● **Objective**:
Please convert the entries from the line with "Spot the variegated" up to and including the line with "Target: variegated green and yellow leaves" into a Markdown table with two columns, Row and Line. Number each line in order, and leave out any blank lines.

● **Data rows**:
* * * * * * *
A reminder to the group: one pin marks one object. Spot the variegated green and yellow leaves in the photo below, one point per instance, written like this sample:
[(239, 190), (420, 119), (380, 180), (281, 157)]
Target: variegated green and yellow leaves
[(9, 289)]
* * * * * * *
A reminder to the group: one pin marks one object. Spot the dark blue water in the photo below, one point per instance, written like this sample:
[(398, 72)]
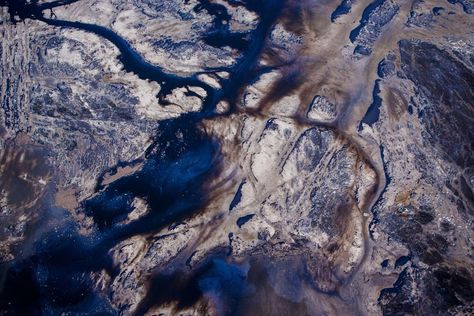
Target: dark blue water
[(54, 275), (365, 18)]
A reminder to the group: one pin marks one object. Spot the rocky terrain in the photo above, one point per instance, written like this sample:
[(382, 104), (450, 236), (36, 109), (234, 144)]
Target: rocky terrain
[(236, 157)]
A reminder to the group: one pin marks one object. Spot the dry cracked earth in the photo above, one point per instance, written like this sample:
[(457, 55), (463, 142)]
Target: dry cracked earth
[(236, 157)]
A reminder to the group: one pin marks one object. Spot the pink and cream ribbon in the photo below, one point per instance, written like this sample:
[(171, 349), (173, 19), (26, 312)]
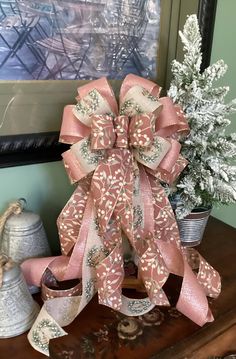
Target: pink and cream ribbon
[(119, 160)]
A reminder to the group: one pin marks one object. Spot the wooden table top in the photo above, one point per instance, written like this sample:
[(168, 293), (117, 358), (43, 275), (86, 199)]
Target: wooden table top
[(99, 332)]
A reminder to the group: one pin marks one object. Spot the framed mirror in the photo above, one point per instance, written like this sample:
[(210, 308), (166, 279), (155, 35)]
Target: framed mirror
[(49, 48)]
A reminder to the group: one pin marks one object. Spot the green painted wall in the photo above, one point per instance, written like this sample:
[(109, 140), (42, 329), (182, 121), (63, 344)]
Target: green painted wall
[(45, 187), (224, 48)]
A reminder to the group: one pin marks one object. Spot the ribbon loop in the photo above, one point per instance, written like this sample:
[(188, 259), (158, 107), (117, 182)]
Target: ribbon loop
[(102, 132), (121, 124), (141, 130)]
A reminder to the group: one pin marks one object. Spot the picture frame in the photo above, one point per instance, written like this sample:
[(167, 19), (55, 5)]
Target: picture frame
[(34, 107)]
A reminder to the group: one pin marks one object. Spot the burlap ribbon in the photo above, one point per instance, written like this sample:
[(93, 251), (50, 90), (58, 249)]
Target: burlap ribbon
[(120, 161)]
* * * * * * *
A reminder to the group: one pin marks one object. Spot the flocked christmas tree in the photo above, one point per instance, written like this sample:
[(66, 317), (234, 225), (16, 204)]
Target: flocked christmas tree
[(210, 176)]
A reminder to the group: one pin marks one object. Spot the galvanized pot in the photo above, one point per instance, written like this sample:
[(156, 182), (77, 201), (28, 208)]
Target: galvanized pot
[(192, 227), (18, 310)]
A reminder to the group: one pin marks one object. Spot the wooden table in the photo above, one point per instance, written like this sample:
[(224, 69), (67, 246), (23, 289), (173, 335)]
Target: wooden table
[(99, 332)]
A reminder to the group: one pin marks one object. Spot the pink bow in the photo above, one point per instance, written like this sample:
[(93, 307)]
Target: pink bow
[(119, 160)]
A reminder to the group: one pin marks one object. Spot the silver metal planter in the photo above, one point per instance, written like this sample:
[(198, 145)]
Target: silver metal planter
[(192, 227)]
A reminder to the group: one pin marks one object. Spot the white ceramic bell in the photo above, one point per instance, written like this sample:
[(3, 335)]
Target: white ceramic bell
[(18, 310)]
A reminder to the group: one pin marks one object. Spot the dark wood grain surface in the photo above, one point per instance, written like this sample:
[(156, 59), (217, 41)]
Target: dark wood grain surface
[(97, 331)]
* * * * * * *
● **Worked solution**:
| Row | Line |
|---|---|
| 1 | A reminder to the group: one pin marks one object. Spot the variegated green and yellow leaves in the photo below, one point per instance, written like this sample: |
| 2 | [(239, 190), (420, 119), (380, 180), (281, 157)] |
| 3 | Target: variegated green and yellow leaves |